#### Problem:
Rewrite every line of the entries below, requests included. Add -13 to each number in the answer coordinates, and leave the sample coordinates in the requests unchanged.

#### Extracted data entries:
## BEGIN
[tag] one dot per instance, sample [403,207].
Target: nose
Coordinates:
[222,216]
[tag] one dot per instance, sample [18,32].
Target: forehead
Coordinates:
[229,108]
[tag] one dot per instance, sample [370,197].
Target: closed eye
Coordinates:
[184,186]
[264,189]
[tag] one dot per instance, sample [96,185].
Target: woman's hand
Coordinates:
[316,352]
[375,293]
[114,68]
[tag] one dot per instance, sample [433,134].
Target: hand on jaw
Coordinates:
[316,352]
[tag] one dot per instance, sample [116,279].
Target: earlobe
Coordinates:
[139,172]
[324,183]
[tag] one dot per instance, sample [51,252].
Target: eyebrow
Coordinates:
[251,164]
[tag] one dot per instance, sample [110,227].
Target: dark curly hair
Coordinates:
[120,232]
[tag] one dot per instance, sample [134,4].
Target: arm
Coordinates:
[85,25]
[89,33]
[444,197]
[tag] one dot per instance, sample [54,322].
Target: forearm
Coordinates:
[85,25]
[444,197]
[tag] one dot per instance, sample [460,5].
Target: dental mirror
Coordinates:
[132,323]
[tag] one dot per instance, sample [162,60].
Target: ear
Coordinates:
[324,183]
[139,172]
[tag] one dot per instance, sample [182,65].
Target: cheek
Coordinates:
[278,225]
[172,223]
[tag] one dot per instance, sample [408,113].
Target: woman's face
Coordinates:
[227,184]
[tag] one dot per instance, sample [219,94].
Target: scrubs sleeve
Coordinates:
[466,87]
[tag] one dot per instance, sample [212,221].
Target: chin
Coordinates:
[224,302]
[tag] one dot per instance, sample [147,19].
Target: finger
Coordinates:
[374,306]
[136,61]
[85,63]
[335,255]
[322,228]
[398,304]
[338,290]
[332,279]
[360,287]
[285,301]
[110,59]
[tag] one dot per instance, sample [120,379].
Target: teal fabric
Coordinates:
## END
#### Written reply:
[tag] one dot per instance, sample [403,207].
Target: nose
Coordinates:
[209,203]
[tag] one dot per instance, sample [18,32].
Target: forehead
Coordinates:
[216,95]
[tag] one dot per instance, sample [370,197].
Target: closed eye
Coordinates:
[171,173]
[251,176]
[tag] one dot per instance, sample [96,185].
Target: woman's hand
Coordinates:
[303,339]
[362,280]
[101,55]
[tag] one dot per instance, sample [433,134].
Target: hand on jaw
Coordinates:
[303,339]
[tag] one dot per instance, sample [116,279].
Target: earlobe
Coordinates:
[126,159]
[311,170]
[tag] one dot per instance, sample [51,252].
Target: eyebrow
Coordinates:
[238,151]
[tag] one dot per instance, sample [110,227].
Target: dark curly hair
Coordinates:
[107,219]
[tag] one dot per instance, sample [134,4].
Target: arm
Coordinates:
[72,12]
[76,20]
[431,184]
[tag] one dot per instance, sample [54,322].
Target: forearm
Coordinates:
[72,12]
[431,184]
[tag] one dot per instance, sample [460,5].
Target: dental mirror
Coordinates:
[119,310]
[tag] one dot per instance, sample [162,60].
Target: ear
Coordinates:
[311,170]
[126,159]
[tag] one dot per instance, sample [182,65].
Target: cheek
Coordinates:
[265,212]
[159,210]
[tag] one dot per instance, sample [408,113].
Target: woman's face
Coordinates:
[214,171]
[tag] one dot per instance, sample [219,94].
Target: scrubs sleeve
Coordinates:
[453,74]
[tag] one dot per instance, sample [212,221].
Target: chin
Coordinates:
[211,289]
[tag] one dot per instance, sample [147,19].
Target: finger
Coordinates:
[361,293]
[123,48]
[72,50]
[322,242]
[309,215]
[385,291]
[325,277]
[319,266]
[347,274]
[272,288]
[97,46]
[tag] one dot per instance, sample [120,379].
Target: teal fabric
Coordinates:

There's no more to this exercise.